Write out the entries again exactly as they are given.
Start Records for the exercise
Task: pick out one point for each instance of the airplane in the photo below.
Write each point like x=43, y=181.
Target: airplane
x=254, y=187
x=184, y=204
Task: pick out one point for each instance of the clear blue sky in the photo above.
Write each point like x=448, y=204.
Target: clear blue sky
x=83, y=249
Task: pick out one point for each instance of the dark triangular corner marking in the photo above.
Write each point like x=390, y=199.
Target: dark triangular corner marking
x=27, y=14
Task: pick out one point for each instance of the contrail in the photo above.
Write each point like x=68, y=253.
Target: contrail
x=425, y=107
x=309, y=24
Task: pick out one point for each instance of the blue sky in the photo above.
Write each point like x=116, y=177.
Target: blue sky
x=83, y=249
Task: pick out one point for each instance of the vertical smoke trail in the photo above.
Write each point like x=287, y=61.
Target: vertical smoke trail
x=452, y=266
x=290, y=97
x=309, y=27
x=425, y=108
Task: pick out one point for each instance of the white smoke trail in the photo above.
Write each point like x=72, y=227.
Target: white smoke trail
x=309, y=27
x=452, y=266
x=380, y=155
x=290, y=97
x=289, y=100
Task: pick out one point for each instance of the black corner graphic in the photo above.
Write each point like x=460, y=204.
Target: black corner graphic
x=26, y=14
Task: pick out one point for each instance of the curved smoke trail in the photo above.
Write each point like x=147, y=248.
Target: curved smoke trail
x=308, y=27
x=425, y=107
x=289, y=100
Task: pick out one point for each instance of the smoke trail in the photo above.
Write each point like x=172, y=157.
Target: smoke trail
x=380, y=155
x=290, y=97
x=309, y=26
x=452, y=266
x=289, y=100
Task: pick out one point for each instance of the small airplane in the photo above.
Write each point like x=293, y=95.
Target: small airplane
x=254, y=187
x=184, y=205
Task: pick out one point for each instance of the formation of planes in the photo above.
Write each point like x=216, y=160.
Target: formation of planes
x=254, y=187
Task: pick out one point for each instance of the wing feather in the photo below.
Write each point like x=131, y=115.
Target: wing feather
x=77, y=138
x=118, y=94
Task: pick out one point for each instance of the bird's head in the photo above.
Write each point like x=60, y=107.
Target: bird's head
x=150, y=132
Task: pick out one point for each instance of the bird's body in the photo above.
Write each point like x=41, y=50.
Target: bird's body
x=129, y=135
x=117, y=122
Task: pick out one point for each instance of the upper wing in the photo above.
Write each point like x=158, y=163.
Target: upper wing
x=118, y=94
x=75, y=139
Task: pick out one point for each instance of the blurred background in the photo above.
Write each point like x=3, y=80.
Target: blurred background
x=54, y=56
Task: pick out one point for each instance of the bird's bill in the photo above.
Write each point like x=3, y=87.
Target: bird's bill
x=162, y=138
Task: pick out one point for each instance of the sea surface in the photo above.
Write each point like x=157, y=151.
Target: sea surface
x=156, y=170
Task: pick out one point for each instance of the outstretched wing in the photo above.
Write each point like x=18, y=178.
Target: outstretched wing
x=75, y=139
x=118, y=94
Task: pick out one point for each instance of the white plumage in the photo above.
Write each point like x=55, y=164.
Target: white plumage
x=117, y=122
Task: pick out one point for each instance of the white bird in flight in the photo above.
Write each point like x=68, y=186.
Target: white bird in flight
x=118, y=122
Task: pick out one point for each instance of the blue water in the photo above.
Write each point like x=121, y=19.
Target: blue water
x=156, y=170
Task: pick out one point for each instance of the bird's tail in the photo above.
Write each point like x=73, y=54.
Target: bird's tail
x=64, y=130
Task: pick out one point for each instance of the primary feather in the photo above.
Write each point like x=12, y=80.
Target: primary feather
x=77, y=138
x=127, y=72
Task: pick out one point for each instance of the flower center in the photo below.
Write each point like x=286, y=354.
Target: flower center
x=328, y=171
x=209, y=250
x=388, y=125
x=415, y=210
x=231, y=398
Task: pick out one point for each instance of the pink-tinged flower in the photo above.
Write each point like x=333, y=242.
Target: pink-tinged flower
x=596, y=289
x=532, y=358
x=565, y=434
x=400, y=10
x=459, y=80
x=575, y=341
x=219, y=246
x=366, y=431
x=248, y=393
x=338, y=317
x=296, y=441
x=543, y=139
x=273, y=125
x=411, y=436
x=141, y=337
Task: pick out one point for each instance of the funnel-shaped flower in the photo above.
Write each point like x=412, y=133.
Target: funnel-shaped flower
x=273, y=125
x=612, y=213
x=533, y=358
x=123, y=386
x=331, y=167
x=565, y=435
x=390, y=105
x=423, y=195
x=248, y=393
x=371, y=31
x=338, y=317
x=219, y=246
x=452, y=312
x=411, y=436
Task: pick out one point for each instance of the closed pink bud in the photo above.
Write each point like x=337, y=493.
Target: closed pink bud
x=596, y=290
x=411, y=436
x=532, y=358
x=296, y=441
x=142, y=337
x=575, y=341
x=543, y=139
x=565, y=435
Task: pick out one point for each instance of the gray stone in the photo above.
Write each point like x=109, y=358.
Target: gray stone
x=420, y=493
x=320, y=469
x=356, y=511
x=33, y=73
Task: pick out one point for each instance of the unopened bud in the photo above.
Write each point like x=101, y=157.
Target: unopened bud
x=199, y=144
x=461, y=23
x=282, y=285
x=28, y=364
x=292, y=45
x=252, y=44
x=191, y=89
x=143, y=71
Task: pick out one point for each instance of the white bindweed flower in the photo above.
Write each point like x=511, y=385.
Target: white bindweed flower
End Records for the exercise
Answer to this exercise:
Task: pick out one point for each instance of the airplane in the photo below.
Write each point like x=43, y=181.
Target: airplane
x=254, y=187
x=184, y=204
Task: pick out one point for each instance of the clear blue sky in the photo above.
Write each point like x=448, y=204.
Target: clear blue sky
x=83, y=249
Task: pick out one point for each instance of the dark triangular corner marking in the photo above.
Write each point like x=390, y=199.
Target: dark triangular corner marking
x=27, y=14
Task: pick out one point for each instance of the contrail in the photo above.
Write each point like x=68, y=253.
Target: contrail
x=425, y=107
x=309, y=24
Task: pick out one point for each instance of the blue sky in the photo above.
Write each point like x=116, y=177.
Target: blue sky
x=83, y=249
Task: pick out one point for each instance of the vertical smoke trail in the photo above.
Write each point like x=287, y=61.
Target: vertical smoke trail
x=452, y=266
x=290, y=97
x=309, y=27
x=425, y=108
Task: pick out one point for each instance of the white smoke trail in the photo above.
Write each point like x=72, y=227.
Target: white smoke trail
x=309, y=27
x=452, y=266
x=380, y=155
x=290, y=97
x=289, y=100
Task: pick out one point for each instance of the black corner graphic in the photo above.
Write each point like x=460, y=204.
Target: black corner graphic
x=26, y=14
Task: pick out one point for each instance of the curved smoke trail in the photo above.
Write each point like x=147, y=248.
Target: curved smoke trail
x=308, y=27
x=425, y=107
x=289, y=100
Task: pick out one point for each instance of the smoke trail in the photo above.
Write each point like x=172, y=157.
Target: smoke trail
x=380, y=155
x=290, y=97
x=309, y=26
x=452, y=266
x=289, y=100
Task: pick out one point for each instance of the small airplane in the photo above.
Write each point like x=293, y=95.
Target: small airplane
x=254, y=187
x=184, y=205
Task: pick out one point for each instance of the formation of planes in the photo above.
Write each point like x=216, y=160.
Target: formation of planes
x=254, y=187
Task: pick out one point for each instance of the wing feather in the photo below.
Write each point like x=131, y=115.
Target: wing feather
x=77, y=138
x=118, y=94
Task: pick out one point for each instance of the bird's head in the photo above.
Write each point like x=60, y=107.
Target: bird's head
x=150, y=132
Task: pick out one point for each instance of the bird's body in the photo above.
Write each point like x=41, y=50.
Target: bird's body
x=129, y=135
x=117, y=122
Task: pick out one point for each instance of the upper wing in the photo above.
Write each point like x=158, y=163.
Target: upper wing
x=118, y=94
x=75, y=139
Task: pick out one point for each instance of the blurred background in the photo above.
Write each point like x=3, y=80.
Target: blurred background
x=54, y=56
Task: pick out one point for each instance of the bird's bill in the photo above.
Write each point like x=3, y=87.
Target: bird's bill
x=162, y=138
Task: pick out one point for each instance of the sea surface in the photo above.
Write each point like x=157, y=151.
Target: sea surface
x=156, y=170
Task: pick out one point for each instance of the outstretched wing in the photo above.
Write each point like x=18, y=178.
Target: outstretched wing
x=75, y=139
x=118, y=94
Task: pick out one point for each instance of the white plumage in the photo above.
Write each point like x=55, y=164.
Target: white plumage
x=117, y=122
Task: pick out one point for each instance of the white bird in flight in the photo above.
Write each point like x=68, y=186.
Target: white bird in flight
x=118, y=122
Task: pick out one point for each instance of the blue water in the photo above.
Write each point like x=121, y=19.
Target: blue water
x=156, y=170
Task: pick out one point for each instance of the bird's tail in the photo above.
Write each point like x=73, y=54.
Target: bird's tail
x=64, y=130
Task: pick out one point for each instance of the primary feather in the photo above.
Write each point like x=12, y=80.
Target: primary feather
x=77, y=138
x=127, y=72
Task: pick out one point for each instance of the flower center in the photo below.
Write each point like x=286, y=354.
Target: flower center
x=328, y=171
x=209, y=250
x=388, y=125
x=415, y=210
x=231, y=398
Task: pick out one point for each instance of the pink-tinged flower in the photo above.
Write each point like x=333, y=242.
Target: pink-tinged flower
x=596, y=289
x=532, y=358
x=565, y=434
x=400, y=10
x=459, y=80
x=575, y=341
x=219, y=246
x=366, y=431
x=248, y=393
x=338, y=317
x=296, y=441
x=543, y=139
x=273, y=125
x=411, y=436
x=141, y=337
Task: pick out one point for each instance of the funnel-shaped flower in the photo above.
Write each point like x=412, y=133.
Target: funnel-shaped flower
x=273, y=125
x=612, y=213
x=533, y=358
x=123, y=386
x=331, y=167
x=565, y=435
x=390, y=105
x=423, y=195
x=248, y=393
x=371, y=31
x=338, y=317
x=219, y=246
x=452, y=312
x=411, y=436
Task: pick out one point for each instance of the closed pink bud in the photo above.
Write each point like x=337, y=493.
Target: closed pink bud
x=596, y=290
x=411, y=436
x=532, y=358
x=296, y=441
x=142, y=337
x=575, y=341
x=543, y=139
x=565, y=435
Task: pick out one point for each instance of the gray stone in the photo above.
Write each point like x=109, y=358.
Target: gray stone
x=420, y=493
x=320, y=469
x=356, y=511
x=33, y=73
Task: pick out one point for each instance of the unopened bud in the photo above.
Write each point like x=101, y=157.
Target: unopened bud
x=199, y=144
x=461, y=23
x=282, y=285
x=28, y=364
x=292, y=45
x=252, y=44
x=191, y=89
x=143, y=71
Task: pick out one point for each instance of the white bindweed flower in the photo above.
Write each point like x=511, y=385.
Target: white bindweed flower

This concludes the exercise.